Return the listing below word for word.
************
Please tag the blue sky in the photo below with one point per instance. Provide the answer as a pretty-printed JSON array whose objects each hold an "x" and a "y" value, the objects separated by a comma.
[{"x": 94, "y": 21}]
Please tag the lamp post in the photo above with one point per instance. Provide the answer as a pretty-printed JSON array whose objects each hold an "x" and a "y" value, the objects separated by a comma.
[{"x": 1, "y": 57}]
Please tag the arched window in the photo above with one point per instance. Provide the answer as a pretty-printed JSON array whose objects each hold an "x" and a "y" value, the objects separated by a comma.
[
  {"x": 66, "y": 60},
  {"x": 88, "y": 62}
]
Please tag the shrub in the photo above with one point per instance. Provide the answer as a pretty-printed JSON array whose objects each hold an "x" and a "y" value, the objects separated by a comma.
************
- _Output of the exercise_:
Please tag the blue sky in the photo below with one point per instance. Provide the answer as a pretty-printed JSON array whose objects each hold an "x" and a "y" value, the objects separated by a comma.
[{"x": 94, "y": 21}]
Please tag the lamp post in the photo above with one point per instance. Provide the answer as a pretty-printed JSON array whose objects each hold an "x" and a "y" value, the objects separated by a comma.
[{"x": 1, "y": 57}]
Please tag the arched window in the photo above with one point per instance. Provide the answer as a pretty-printed JSON array whose objects each hold an "x" and a "y" value, the objects separated by a comma.
[
  {"x": 66, "y": 60},
  {"x": 88, "y": 62}
]
Please tag the shrub in the photo above with one point per instance. Provide the answer as a pretty-printed JSON array whose objects each hold an "x" and a "y" value, the objects separated by a comma.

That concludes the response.